■ SELECTED EXTRACT:
President Joe Biden is proposing to cut vehicle greenhouse gas emissions by 56% in 10 years, a move that would mandate that at least 60% of new passenger vehicles sold in the U.S. would be electric by 2030 and up to 67% by 2032.
This would require a huge increase in battery electric vehicle production. The plan calls for average yearly pollution reductions of 13% and a predicted fleet-wide average emissions reduction of 56% by 2026. Through 2032, the EPA is also recommending new — and more stringent — emissions requirements for medium- and heavy-duty trucks as well, with 46% of new medium duty trucks being EVs by 2032.
If finalized, the new requirement would dictate that two out of three vehicles sold by 2032 would be BEVs.
The government is working swiftly to finalize new regulations by the beginning of 2024, making it far more difficult for a future Congress or president to roll them back. The Biden administration undid President Donald Trump’s relaxation of strict pollution limitations that had been set through 2025 by his predecessor, President Barack Obama.
Is it enough?
As draconian as the new rules may sound, some are saying the proposal doesn’t go far enough. Dan Becker, director of the non-profit Safe Climate Transport Campaign criticized the move, saying that it falls short of the 75% pollution reduction needed by 2030.
“A stronger rule would save consumers more than a trillion dollars at the gas pump and cut our dependence on oil from problematic regimes,” Becker said.
What happens as a result
Nevertheless, the Biden administration’s 2027-2032 proposal would eliminate more than 9 billion tons of carbon dioxide emissions through 2055 — more than twice total U.S. carbon emissions in 2022.
The new regulation would cost $1,200 per car and manufacturer, but over an 8-year period, an owner would save more than $9,000 on gasoline, maintenance, and repair expense.
“A lot has to go right for this massive — and unprecedented — change in our automotive market and industrial base to succeed,” said John Bozzella, CEO of the Alliance for Automotive Innovation told Reuters.
And for the changeover to EVs to succeed, a lot of factors beyond automakers’ control have to change as well, and it starts with convincing consumers, many of whom remain skeptical.
Consumers remain unconvinced
A new poll by the Associated Press-NORC Center for Public Affairs Research and the Energy Policy Institute at the University of Chicago shows that consumer acceptance is lagging, with 8% saying they or someone in their home owns or leases an EV, while 8% say their household has a plug-in hybrid vehicle. And that’s with a $7,500 tax credit towards the purchase of a new EV.
With that incentive going away this year for most EVs, the enticement to buy an EV is going away as well as they tend to be far more expensive to buy than conventional internal combustion engine cars. As of the beginning of the year, the average cost of an EV was $61,488, far more than the average price of $49,507 for all vehicles.

■ GIVEN RECORDS:
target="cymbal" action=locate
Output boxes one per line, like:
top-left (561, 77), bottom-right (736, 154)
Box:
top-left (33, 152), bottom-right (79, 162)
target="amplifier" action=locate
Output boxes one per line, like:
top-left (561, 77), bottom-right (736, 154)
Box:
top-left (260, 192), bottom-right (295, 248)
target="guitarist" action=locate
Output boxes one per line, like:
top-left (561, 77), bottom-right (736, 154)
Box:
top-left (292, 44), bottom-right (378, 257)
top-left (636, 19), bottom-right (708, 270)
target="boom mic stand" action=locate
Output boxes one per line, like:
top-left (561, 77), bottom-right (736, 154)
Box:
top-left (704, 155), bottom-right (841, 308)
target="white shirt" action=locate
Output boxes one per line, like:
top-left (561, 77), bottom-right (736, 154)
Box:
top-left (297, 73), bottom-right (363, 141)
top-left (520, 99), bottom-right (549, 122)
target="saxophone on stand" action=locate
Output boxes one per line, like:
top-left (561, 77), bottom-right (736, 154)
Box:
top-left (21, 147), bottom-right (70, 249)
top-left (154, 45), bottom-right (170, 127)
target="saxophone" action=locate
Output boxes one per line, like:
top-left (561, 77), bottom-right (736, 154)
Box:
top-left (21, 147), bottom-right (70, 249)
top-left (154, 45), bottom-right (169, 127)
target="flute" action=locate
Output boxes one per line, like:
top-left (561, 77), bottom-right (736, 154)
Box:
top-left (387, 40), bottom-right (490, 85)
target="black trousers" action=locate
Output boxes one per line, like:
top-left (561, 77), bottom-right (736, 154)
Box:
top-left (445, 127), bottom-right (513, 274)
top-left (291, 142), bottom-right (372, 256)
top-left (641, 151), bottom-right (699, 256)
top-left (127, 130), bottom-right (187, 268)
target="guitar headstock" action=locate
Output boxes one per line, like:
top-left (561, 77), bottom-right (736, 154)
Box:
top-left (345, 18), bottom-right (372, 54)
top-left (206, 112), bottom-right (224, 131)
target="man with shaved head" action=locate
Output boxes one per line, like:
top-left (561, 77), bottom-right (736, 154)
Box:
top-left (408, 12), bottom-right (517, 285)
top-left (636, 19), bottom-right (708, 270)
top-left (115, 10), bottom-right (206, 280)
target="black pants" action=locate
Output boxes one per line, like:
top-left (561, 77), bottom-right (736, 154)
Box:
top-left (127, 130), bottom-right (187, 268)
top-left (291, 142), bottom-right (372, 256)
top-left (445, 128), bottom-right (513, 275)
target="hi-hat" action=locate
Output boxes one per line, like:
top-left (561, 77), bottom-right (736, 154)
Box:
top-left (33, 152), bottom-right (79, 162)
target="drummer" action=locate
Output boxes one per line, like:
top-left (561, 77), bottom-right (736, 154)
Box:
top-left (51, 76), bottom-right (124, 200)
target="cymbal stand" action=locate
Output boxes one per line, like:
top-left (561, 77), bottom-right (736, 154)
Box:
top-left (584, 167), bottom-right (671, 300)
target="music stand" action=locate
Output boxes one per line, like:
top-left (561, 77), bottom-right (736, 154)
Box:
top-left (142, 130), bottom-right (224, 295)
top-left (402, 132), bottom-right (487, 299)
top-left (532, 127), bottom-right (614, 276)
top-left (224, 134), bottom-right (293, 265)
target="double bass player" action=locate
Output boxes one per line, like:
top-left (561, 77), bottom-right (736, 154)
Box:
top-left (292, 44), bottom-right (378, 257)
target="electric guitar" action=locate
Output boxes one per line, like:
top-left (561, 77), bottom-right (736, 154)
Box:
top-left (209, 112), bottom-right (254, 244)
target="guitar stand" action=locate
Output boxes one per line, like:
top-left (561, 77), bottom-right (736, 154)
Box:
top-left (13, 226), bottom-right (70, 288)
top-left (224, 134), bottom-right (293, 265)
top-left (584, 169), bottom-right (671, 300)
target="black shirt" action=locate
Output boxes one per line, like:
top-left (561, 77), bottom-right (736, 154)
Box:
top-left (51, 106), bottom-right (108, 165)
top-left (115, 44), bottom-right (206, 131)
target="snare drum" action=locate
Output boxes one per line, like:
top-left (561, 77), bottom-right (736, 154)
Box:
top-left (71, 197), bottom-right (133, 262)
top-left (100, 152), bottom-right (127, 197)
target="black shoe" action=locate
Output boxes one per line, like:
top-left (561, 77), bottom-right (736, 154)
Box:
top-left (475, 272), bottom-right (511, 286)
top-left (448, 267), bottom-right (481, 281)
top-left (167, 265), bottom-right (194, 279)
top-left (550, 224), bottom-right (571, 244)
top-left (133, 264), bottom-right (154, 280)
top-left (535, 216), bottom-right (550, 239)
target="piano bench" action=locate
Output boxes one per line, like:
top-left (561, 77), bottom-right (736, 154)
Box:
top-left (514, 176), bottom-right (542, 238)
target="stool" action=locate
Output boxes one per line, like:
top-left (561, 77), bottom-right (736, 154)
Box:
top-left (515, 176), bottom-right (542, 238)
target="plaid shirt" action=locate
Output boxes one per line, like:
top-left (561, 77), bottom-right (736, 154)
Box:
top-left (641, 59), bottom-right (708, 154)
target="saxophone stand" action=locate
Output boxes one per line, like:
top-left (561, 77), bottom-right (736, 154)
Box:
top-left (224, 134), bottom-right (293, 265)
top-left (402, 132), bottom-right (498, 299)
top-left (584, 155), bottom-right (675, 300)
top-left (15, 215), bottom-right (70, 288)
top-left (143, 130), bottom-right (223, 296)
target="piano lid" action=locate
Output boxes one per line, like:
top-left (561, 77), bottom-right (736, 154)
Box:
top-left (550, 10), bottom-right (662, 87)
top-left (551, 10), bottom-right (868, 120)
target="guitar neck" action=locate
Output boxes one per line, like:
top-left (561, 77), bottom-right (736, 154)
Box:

■ CHALLENGE A: Return the article on the proposed vehicle emissions rules word for word, everything from "The government is" down to "President Barack Obama.".
■ CHALLENGE B: Rewrite everything in the listing from its first line down to the line containing "top-left (260, 192), bottom-right (295, 248)", that line included, as a numbered list with blank lines left out.
The article and the listing come from separate, unrelated sources.

■ WRITTEN REPLY A:
The government is working swiftly to finalize new regulations by the beginning of 2024, making it far more difficult for a future Congress or president to roll them back. The Biden administration undid President Donald Trump’s relaxation of strict pollution limitations that had been set through 2025 by his predecessor, President Barack Obama.

■ WRITTEN REPLY B:
1. target="cymbal" action=locate
2. Output boxes one per line, like:
3. top-left (561, 77), bottom-right (736, 154)
4. Box:
5. top-left (33, 152), bottom-right (79, 162)
6. target="amplifier" action=locate
7. Output boxes one per line, like:
8. top-left (561, 77), bottom-right (736, 154)
9. Box:
10. top-left (260, 192), bottom-right (295, 248)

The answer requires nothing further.